◆ **Aim of the task**
Return the full material exactly.

====== Given records

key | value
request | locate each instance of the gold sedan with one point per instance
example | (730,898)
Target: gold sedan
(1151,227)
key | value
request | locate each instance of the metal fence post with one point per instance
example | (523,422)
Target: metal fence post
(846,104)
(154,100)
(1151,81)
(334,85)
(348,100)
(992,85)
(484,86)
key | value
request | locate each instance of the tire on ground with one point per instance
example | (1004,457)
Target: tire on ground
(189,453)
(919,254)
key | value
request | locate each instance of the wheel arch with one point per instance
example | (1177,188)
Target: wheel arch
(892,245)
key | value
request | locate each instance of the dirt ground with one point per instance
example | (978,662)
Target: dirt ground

============

◆ **Answer to this task**
key | value
request | locate each instance of the gold sedan with one point per instance
example | (730,898)
Target: gold sedan
(1151,227)
key | value
request | locate each instance of the metal fence post with one point per instance
example | (523,422)
Target: metal fence post
(846,104)
(154,100)
(1151,81)
(334,85)
(348,100)
(992,85)
(484,86)
key | value
request | locate each instance of the tire on ground with one point per instance
example | (1004,457)
Target: tire on ground
(189,453)
(919,254)
key | value
request | locate each instance of the wheel arch with one point per instance
example | (1177,188)
Target: wheel arch
(892,245)
key | value
request | locate each instance of the dirt ground with one point per instance
example | (978,662)
Target: dirt ground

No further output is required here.